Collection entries
________________
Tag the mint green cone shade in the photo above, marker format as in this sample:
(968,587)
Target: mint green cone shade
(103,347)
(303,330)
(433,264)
________________
— WRITTEN EXERCISE —
Format every line of the items above as a JSON list of strings, one string per line, omitting any blank lines.

— ANSWER TO THIS PROBLEM —
[
  "Tag the mint green cone shade in the photo above, marker format as in this sample:",
  "(968,587)",
  "Target: mint green cone shade",
  "(103,347)",
  "(303,330)",
  "(433,264)"
]